Selected extract:
begin

Brief description of physical and chemical methods for determining...

10.2.6. Brief description of physical and chemical methods for determining the quality of goods

Chromatographic methods - is a combination of methods for separation and analysis of multicomponent mixtures based on the use of the sorption phenomenon under dynamic conditions.

The chromatographic process takes place in a system of two immiscible phases, one of which is mobile, the other is stationary. The mobile phase containing the sample of the test substance can be gas (gas chromatography) or liquid (liquid chromatography), while a stationary phase is a porous or granular solid (sorbent) or a thin liquid film adsorbed on a solid (thin layer or paper chromatography). The preferability of a chromatographic method is determined by the nature of the analytes (for example, volatile or non-volatile compounds), as well as the efficiency of their separation and detection. Chromatographic methods are used to determine amino acids - threonine, valine, methionine, isoleucine, lysine, phenylalanine, tryptophan, histidine, cystine and others in food products. For example, gas-liquid chromatography is used to determine fatty acids in vegetable oils, organochlorine and organophosphorus pesticides, volatile nitrosamides; gas chromatography - when analyzing the smell of food; liquid - in the determination of antibiotics, hormonal drugs.

end

Data provided:
begin

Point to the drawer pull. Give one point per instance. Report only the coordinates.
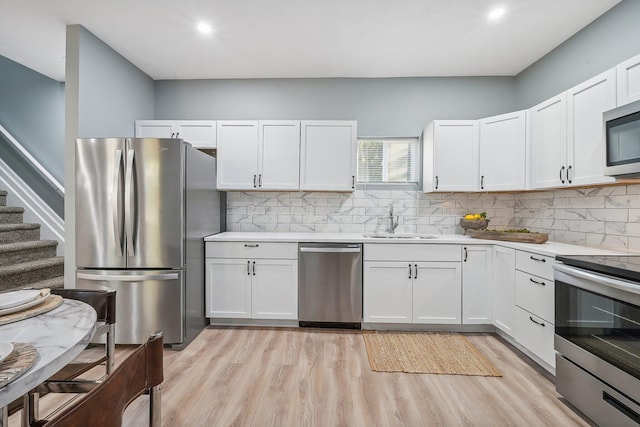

end

Problems:
1) According to the chromatography section, what does the mobile phase that carries the test sample consist of?
2) Output everything in the chromatography section from "10.2.6. Brief description" down to "under dynamic conditions.".

Solutions:
1) It can be a gas (gas chromatography) or a liquid (liquid chromatography).

2)
10.2.6. Brief description of physical and chemical methods for determining the quality of goods

Chromatographic methods - is a combination of methods for separation and analysis of multicomponent mixtures based on the use of the sorption phenomenon under dynamic conditions.